Copy the data exactly, pictures aside.

(Point localization data)
=== Section Start ===

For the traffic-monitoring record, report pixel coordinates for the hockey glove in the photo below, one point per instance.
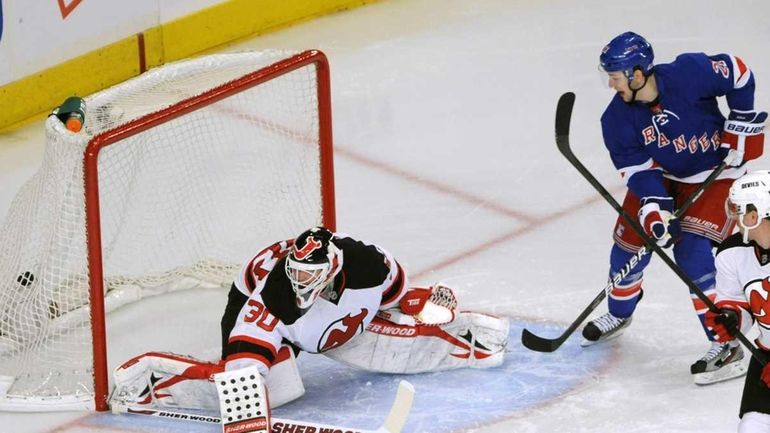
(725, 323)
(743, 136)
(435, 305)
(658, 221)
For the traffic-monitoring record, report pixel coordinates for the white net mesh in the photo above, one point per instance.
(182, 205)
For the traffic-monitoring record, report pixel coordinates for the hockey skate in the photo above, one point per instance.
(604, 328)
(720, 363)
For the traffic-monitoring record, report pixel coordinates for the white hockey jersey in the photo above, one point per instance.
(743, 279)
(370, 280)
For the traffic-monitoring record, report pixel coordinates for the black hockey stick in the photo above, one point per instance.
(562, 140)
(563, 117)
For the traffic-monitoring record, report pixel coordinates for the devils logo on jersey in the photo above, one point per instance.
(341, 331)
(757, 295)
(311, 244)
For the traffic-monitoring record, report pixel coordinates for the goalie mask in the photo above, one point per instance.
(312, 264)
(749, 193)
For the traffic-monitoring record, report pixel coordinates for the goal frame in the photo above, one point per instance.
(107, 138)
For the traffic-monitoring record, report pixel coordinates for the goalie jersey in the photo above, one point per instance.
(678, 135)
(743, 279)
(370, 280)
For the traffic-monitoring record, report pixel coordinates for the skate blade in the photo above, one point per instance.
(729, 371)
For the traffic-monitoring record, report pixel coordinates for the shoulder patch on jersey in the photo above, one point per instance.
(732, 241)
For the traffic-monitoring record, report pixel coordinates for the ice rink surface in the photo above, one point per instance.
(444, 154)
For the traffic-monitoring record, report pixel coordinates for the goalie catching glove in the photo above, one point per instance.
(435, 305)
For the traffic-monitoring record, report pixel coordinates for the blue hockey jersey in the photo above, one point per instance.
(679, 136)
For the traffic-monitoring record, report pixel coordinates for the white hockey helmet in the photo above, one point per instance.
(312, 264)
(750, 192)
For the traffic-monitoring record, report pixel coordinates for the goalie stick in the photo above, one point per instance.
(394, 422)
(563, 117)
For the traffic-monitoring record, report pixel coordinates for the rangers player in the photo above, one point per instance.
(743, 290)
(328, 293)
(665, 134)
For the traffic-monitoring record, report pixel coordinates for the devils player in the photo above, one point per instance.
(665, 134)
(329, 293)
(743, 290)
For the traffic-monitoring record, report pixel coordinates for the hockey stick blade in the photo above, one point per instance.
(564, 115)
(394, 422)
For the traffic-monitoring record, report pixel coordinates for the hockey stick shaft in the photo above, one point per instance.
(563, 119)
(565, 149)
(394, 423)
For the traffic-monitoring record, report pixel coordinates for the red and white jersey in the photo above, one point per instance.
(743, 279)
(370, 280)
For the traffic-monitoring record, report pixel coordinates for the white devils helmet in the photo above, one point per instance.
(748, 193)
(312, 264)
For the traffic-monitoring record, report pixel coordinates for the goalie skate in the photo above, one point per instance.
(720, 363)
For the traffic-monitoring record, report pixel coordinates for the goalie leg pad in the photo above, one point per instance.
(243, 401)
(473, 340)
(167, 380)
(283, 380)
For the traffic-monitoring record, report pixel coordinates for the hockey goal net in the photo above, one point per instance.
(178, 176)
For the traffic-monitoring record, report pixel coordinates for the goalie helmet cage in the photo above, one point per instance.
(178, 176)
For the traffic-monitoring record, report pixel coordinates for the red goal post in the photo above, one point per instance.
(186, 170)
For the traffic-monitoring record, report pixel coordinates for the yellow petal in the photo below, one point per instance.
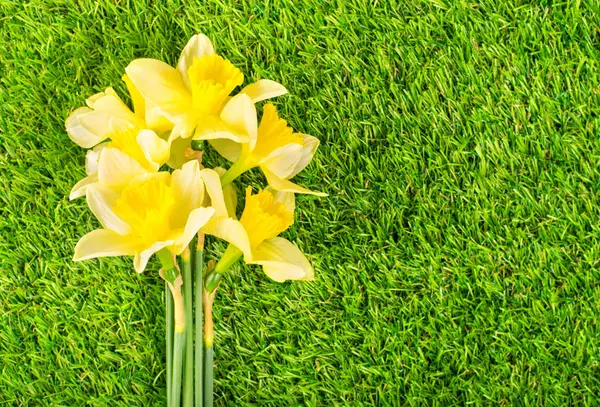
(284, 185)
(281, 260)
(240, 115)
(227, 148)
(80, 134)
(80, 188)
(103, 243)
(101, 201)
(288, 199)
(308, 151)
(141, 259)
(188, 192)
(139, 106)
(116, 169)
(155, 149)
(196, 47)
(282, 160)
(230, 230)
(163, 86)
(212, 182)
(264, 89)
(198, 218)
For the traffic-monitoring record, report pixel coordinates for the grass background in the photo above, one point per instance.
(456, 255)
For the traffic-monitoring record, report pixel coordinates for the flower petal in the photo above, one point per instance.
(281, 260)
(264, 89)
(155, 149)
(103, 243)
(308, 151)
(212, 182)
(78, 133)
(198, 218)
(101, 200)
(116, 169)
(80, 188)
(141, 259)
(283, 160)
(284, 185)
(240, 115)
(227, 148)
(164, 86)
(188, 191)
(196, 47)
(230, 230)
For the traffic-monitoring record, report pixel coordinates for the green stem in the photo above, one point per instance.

=== Section End ===

## Your solution
For the traffic-monitoring record, report pixel coordinates for the hockey glove in the photo below, one point per instance.
(725, 323)
(743, 136)
(435, 305)
(658, 221)
For the traffic-monitoring record, report pixel coordinates for the white net mesh in the photo above, one point per instance.
(182, 205)
For the traffic-monitoring record, report pixel coordinates for the hockey skate in the photo above, one point per instance.
(604, 328)
(720, 363)
For the traffic-monitoring record, report pixel coordinates for the white hockey jersey in the photo above, one point per instance.
(743, 279)
(370, 280)
For the traffic-monitoring record, report pixel coordinates for the black hockey stick in the photo above, one point per instance.
(562, 140)
(563, 117)
For the traffic-monitoring record, report pixel coordinates for the devils logo on jersey in the photo above, one point per instance.
(341, 331)
(757, 295)
(311, 244)
For the traffic-monitoring record, report pixel coordinates for the goalie mask in the photo above, one point per instance.
(312, 264)
(749, 193)
For the traffic-monitoring record, report pixel coordinates for the goal frame in the photo above, one point per instance.
(107, 138)
For the traffic-monitoring record, report pixel coordinates for the goalie jersey in the photo above, one point per instance.
(678, 135)
(743, 279)
(370, 280)
For the traffic-monitoring record, report pixel coordinates for the skate blade in the photo above, one point per instance.
(729, 371)
For the traffic-monitoring record, report pixel coordinates for the shoulder patch on jersey in the photo above, one point per instance.
(732, 241)
For the traffic-monitoring record, report pixel coordinates for the ice rink surface in the photo above, one point per instance.
(444, 154)
For the traffic-monitoring record, report pixel coordinates for the goalie catching glove in the photo above, one point per instance.
(435, 305)
For the traffic-monitoring record, report pixel coordinates for the blue hockey jersey in the photo above, one point per instance.
(679, 136)
For the traffic-monitoring record, report pixel coordinates for the white hockey helmet in the photo above, one point per instance.
(312, 264)
(750, 192)
For the traffic-monitoring record, report pixel coordinates for the goalie stick in the photo above, one point per instance.
(394, 422)
(563, 117)
For the traffic-monitoring record, report pixel coordinates for the rangers player in the photo above, one point per instance.
(743, 290)
(328, 293)
(665, 134)
For the traffic-monitoring record, report pixel coordinates for the devils player in the photo above, one point per instance.
(665, 134)
(329, 293)
(743, 290)
For the traffic-monitoring record, report pixel coordinates for the hockey stick blade in the photo above, one point per instance.
(564, 115)
(394, 422)
For the traffic-monitoring record, report pixel coordinates for the hockey stick shaft in the photo above, one point per instance.
(563, 119)
(565, 149)
(394, 423)
For the traffic-monitoring record, report pixel coordinates for the red and white jersey in the photo above, one point per instance.
(743, 279)
(370, 280)
For the traffic-monitoring record, report pixel coordinates for the white devils helmet in the photo above, one point per instance.
(748, 193)
(312, 264)
For the traffic-monitoring record, report pixel coordinates for the goalie skate in the photo above, one point per instance.
(720, 363)
For the traffic-monitoring record, report pixel coordinates for the goalie leg pad in the photo above, one point per instance.
(243, 401)
(473, 340)
(167, 380)
(283, 380)
For the traffic-monitoring record, report pixel coordinates for the hockey goal net in the photo above, one point per instance.
(178, 176)
For the traffic-monitoring record, report pixel coordinates for the goalie helmet cage in the photo above, one point per instance.
(178, 176)
For the traffic-monitoring record, report pixel coordinates for the red goal post in the photo above, one point per instance.
(186, 170)
For the traffic-monitoring record, report pixel coordinates for the yellow petal in the photo below, one point per instance.
(284, 185)
(281, 260)
(240, 115)
(227, 148)
(80, 134)
(80, 188)
(103, 243)
(101, 201)
(288, 199)
(308, 151)
(141, 259)
(188, 192)
(139, 106)
(116, 169)
(155, 149)
(196, 47)
(282, 160)
(230, 230)
(163, 86)
(212, 182)
(264, 89)
(198, 218)
For the traffic-monitoring record, report pixel coordinates for the grass background in the photo above, one point per instance.
(456, 255)
For the traffic-monitoring record, report pixel coordinates for the flower petal in the photo above, one point per instance.
(281, 260)
(264, 89)
(155, 149)
(103, 243)
(308, 151)
(212, 182)
(78, 133)
(198, 218)
(101, 200)
(116, 169)
(80, 188)
(141, 259)
(283, 160)
(284, 185)
(240, 115)
(227, 148)
(164, 86)
(188, 191)
(196, 47)
(230, 230)
For the traffic-monitoring record, report pixel coordinates for the green stem in the photo above, one point per instance.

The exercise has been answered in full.